#### [Written request]
Put every text line of the items below into a JSON list of strings, one string per line, with blank lines left out. Leave the pictures out of the list.

#### [Dataset extract]
_ _ _ _
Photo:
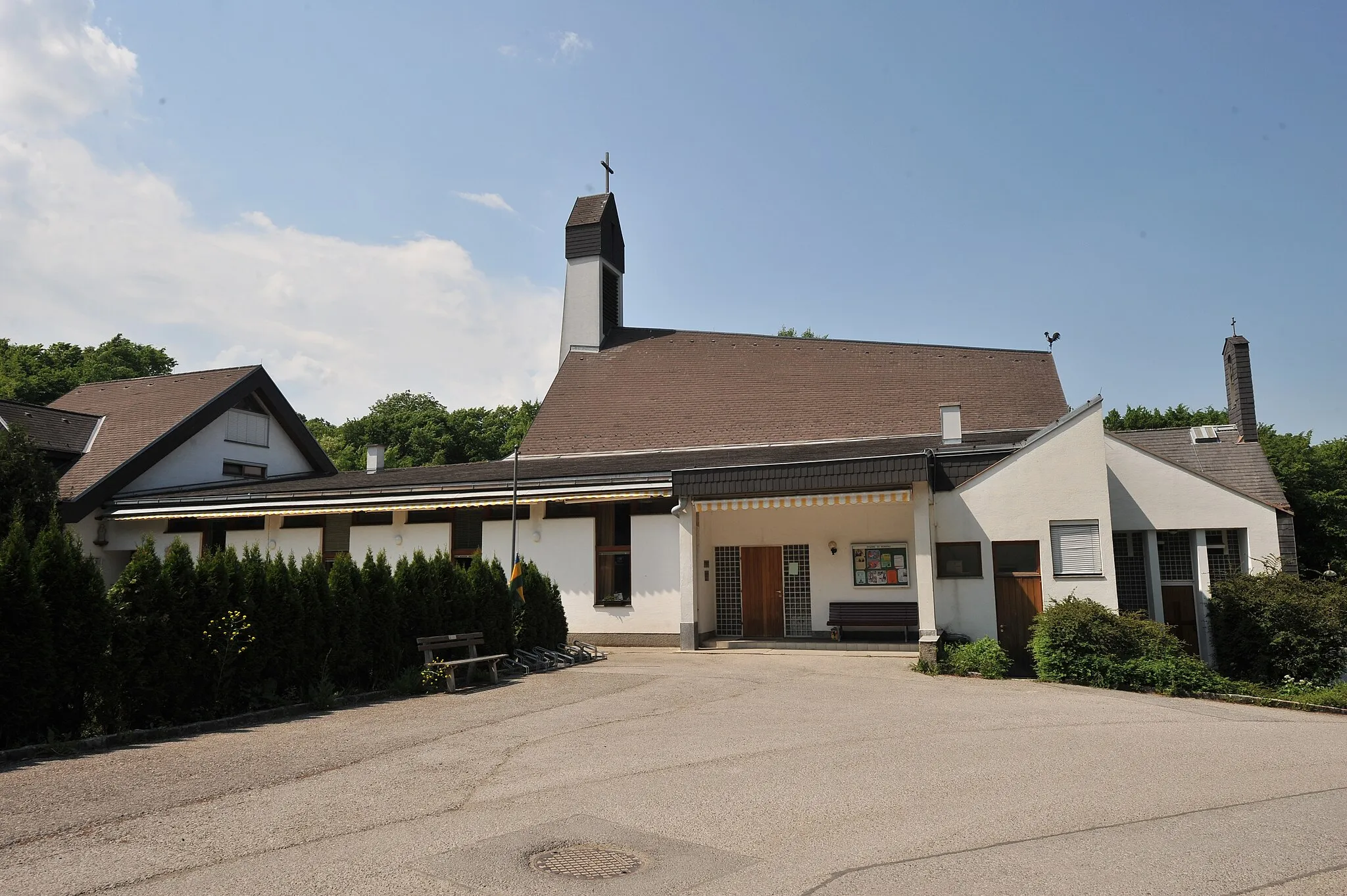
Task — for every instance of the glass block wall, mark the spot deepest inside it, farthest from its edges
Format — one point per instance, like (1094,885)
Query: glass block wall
(729,607)
(1129,559)
(795,577)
_ _ _ _
#### [Written response]
[
  "Photo:",
  "Task — for every instance of the glass block wall, mark the spot deepest inside it, farthest from its edges",
  "Format — one point per instance, like (1094,885)",
  "Query: glass block wall",
  "(729,607)",
  "(1129,559)",
  "(795,577)"
]